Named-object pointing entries

______________________________

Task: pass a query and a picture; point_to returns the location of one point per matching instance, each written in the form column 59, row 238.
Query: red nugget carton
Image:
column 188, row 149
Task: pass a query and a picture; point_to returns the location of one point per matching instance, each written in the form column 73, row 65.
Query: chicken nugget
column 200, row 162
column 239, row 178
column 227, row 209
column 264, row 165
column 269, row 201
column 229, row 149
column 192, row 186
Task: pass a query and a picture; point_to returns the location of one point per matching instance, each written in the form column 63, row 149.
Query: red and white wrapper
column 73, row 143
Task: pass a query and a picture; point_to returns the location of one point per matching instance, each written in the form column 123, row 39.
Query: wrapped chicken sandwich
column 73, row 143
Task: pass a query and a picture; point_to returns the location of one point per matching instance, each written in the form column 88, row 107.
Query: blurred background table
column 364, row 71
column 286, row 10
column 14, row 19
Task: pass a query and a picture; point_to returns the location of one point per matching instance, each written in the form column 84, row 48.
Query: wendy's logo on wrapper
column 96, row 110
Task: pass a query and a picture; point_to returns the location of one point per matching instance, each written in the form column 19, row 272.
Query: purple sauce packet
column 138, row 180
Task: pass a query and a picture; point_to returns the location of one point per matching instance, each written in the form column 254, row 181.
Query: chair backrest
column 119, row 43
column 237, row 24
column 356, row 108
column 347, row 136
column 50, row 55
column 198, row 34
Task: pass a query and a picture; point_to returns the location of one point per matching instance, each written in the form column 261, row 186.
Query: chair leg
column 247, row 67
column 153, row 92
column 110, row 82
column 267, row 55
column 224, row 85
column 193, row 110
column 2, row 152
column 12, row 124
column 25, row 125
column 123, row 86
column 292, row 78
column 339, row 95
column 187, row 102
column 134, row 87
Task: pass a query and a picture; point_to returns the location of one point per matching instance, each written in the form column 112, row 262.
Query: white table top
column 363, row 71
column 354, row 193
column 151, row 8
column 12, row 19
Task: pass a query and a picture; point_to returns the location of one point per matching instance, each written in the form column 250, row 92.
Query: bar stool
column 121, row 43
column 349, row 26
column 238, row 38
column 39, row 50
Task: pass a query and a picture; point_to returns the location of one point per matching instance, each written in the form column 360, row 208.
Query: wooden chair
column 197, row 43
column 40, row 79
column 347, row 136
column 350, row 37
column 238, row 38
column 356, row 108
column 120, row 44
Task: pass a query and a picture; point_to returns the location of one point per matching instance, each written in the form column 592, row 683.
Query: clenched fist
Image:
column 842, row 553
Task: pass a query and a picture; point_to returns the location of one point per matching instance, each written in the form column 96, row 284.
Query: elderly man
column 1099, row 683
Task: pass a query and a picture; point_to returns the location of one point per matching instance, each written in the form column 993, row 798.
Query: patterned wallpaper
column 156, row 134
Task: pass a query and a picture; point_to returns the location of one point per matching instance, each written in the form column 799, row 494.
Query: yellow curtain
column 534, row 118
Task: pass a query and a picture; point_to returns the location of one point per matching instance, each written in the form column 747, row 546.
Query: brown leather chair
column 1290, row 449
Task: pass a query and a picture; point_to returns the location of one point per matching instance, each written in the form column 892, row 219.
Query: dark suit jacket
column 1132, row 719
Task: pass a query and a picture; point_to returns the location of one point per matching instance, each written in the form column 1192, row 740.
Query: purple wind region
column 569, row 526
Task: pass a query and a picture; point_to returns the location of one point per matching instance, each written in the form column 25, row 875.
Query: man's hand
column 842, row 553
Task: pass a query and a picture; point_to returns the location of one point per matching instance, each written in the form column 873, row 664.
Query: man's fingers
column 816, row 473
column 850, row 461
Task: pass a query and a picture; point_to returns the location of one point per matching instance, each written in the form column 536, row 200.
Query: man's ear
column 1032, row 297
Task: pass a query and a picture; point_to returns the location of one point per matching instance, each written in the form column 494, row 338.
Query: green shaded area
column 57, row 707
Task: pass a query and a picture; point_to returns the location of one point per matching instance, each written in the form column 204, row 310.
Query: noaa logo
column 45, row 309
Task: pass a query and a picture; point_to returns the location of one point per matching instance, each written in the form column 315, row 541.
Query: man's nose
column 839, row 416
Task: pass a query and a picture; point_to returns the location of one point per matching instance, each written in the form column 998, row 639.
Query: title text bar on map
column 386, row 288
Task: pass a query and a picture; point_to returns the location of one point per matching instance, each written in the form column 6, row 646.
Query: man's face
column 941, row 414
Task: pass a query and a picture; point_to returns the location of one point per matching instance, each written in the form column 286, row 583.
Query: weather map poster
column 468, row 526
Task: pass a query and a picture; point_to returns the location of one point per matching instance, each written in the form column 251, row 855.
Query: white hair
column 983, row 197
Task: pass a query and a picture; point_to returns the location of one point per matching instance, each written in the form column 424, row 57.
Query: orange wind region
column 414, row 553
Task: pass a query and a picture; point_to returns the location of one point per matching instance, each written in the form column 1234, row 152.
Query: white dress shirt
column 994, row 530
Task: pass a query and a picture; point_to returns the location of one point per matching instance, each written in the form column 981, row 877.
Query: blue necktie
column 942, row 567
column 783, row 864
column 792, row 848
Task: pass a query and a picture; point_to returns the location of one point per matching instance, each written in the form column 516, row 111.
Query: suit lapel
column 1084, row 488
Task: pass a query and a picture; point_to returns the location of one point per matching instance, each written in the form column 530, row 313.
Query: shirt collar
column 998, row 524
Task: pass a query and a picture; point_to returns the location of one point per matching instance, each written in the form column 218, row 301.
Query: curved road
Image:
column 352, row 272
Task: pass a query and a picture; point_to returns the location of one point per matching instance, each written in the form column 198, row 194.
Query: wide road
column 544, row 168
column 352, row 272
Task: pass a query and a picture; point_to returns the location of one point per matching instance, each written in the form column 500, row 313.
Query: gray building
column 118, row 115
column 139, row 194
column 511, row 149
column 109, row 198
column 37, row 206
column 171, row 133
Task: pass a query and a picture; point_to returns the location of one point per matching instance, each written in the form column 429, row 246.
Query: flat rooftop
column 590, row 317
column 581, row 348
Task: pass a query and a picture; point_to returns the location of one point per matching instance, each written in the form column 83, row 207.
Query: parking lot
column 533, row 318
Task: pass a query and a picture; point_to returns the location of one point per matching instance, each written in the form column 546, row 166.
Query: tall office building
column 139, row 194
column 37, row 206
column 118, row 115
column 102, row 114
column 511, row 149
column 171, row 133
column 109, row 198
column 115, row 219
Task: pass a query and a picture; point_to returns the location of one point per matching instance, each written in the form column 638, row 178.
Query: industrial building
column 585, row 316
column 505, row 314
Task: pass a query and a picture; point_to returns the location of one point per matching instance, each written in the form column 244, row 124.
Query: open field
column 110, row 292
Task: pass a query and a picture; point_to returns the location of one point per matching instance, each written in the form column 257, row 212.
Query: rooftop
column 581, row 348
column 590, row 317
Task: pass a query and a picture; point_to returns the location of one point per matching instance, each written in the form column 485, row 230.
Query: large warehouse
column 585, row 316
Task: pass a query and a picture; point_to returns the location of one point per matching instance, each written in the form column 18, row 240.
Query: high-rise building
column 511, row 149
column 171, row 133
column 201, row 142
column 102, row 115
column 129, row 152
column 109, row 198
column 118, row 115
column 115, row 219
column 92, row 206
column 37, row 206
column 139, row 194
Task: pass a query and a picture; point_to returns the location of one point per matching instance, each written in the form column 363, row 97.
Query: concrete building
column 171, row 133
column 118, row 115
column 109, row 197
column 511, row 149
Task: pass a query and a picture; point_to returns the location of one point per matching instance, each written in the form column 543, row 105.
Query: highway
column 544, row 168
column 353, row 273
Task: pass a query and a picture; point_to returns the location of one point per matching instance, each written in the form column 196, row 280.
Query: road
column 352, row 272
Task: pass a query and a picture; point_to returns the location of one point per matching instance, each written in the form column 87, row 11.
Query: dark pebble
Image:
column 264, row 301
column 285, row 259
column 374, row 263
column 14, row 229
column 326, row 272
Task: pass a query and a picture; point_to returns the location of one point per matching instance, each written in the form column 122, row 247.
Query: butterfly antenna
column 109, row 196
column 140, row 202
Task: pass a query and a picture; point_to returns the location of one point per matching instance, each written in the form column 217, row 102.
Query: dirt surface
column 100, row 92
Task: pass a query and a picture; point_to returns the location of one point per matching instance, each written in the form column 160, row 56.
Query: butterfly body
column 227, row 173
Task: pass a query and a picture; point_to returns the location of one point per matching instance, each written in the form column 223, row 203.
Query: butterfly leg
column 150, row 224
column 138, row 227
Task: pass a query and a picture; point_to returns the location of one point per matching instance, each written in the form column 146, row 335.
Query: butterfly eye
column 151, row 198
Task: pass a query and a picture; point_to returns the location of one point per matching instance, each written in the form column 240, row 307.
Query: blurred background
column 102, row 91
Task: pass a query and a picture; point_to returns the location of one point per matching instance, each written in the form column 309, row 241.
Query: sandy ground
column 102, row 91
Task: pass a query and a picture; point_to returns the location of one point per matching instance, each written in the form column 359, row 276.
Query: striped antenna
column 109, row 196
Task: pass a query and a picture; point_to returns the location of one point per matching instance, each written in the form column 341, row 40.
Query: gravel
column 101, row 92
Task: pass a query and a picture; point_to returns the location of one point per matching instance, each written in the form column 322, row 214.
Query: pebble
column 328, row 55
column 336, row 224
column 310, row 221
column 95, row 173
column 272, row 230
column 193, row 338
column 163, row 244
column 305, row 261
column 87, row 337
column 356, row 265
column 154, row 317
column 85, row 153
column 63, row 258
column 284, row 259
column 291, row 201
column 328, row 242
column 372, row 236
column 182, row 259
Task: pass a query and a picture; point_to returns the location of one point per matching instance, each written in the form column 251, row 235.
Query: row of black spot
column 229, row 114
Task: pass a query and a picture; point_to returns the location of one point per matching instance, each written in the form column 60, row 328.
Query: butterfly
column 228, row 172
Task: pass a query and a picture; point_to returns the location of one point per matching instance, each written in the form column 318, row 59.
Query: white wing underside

______________________________

DO THIS »
Recast the entries in the part that opens with the line containing "250, row 92." and closes with the line containing "column 39, row 50" as a two-column CSV with the headers request and points. Give one row per entry, with its text and its answer each in a single quoted field and line breaks replaced by spaces.

COMPLETE RESPONSE »
request,points
"Task: pass a query and a picture; point_to returns the location of one point per matching instance, each written in the form column 250, row 92. Query: bar stool","column 121, row 43 column 349, row 26 column 238, row 38 column 39, row 50"